THE EXERCISE: Copy every line of the records below word for word, from the first line to the last.

SUPPLIED RECORDS:
start

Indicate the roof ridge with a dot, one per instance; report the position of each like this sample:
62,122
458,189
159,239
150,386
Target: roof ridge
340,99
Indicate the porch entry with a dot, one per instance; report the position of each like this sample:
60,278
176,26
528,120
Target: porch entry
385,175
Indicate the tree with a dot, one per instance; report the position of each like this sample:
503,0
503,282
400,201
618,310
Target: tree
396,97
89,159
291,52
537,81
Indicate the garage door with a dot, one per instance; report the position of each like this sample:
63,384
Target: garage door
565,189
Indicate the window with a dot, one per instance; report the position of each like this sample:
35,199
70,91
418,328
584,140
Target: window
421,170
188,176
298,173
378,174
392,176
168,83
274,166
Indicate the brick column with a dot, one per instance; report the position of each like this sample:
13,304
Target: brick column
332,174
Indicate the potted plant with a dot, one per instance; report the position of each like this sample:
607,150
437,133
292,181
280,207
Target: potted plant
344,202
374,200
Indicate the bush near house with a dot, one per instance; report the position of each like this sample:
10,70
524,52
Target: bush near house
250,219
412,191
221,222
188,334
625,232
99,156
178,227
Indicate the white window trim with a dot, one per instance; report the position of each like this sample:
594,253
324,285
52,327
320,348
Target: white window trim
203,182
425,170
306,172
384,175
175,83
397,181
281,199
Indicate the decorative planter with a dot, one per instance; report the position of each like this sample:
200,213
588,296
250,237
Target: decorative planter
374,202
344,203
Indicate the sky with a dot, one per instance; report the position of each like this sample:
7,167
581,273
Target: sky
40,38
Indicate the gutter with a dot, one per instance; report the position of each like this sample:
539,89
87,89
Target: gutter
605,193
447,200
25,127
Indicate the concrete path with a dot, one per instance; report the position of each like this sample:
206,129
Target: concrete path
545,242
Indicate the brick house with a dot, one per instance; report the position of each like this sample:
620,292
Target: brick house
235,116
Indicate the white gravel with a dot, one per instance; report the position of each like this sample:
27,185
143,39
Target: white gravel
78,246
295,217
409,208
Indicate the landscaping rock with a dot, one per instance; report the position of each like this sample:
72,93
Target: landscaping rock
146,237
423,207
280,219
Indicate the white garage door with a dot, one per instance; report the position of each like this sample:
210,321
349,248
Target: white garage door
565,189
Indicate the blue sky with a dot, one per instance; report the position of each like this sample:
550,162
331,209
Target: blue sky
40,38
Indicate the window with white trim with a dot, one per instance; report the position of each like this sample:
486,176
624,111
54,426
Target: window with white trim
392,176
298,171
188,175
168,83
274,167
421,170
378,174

end

EXERCISE ANSWER:
Indicate the roof ridge with a dot, one per instance; report the position of each like this sample:
62,122
458,189
159,239
150,386
Target: roof ridge
340,99
Indicate the porch entry with a dot, one per instance; report the position of each like this sample:
60,278
176,26
528,120
Target: porch entry
385,175
Indicate the tree with a dot, one per instance; report the position of each like this sample:
503,0
503,282
400,201
618,310
Target: tree
396,97
89,159
291,52
537,81
Indicate the garage door with a dot, one per instance; report the position of each like this sample:
63,384
Target: garage door
565,189
Indicate the window with a dot, one per instance; report the position of each like this sample:
35,199
70,91
418,328
584,140
Target: window
421,170
188,176
298,173
378,174
392,176
168,83
274,166
Indicate the brick column with a dot, one per instance; report the position of each like this sample:
13,304
Target: brick column
332,174
Indicate the potted plant with a dot, one per instance; report the position of each like this sample:
607,150
437,133
292,181
280,207
Target: potted plant
344,202
374,200
Indicate the bush near house with a dot, one per instance; report the position of each like this sample:
10,70
524,52
Target: bush near house
250,219
412,191
221,222
188,334
625,232
99,156
178,227
Indicate the white window trim with a dot, one per instance; report the position of each like this sample:
594,253
324,285
52,327
320,348
Target: white window trim
203,182
425,170
306,172
384,175
175,83
397,181
281,199
Indicate the decorative planter with a dot, one per instance; report the position of each like this sample:
200,213
588,296
250,237
Target: decorative planter
374,202
344,203
Indicate the sky with a dot, one per instance; report the position of each like this sample:
7,167
581,273
Target: sky
40,38
Indicate the gutter with a dot, one per instance; report the position of each like this sample:
539,89
87,89
Target: gutter
605,193
447,200
25,127
Indicate the concrete path with a dot, one per instance; report the position of each like this sample:
206,129
Target: concrete path
545,242
Indicate the brick house with a dot, one per instance; report the position of each like this sample:
620,292
Target: brick house
235,116
Indicate the white gravel with a dot, one per instance; report the position of each like this sample:
27,185
143,39
Target: white gravel
78,246
295,217
409,208
Indicate the landscaping rock with a dot, one per instance; report the position of each like this sample:
72,93
Target: landscaping rock
146,237
423,207
280,219
Indicate the white garage door with a dot, one per instance; report the position of each like this sample:
210,321
349,248
Target: white garage door
565,189
Indicate the blue sky with a dot, one per instance; report the position of each like this sample:
550,162
331,209
Target: blue sky
40,38
Indicate the window with white trim with a dot, one per instance; report the position of each like this sample:
486,176
624,111
54,426
Target: window with white trim
392,176
298,171
188,175
168,83
274,167
421,170
378,174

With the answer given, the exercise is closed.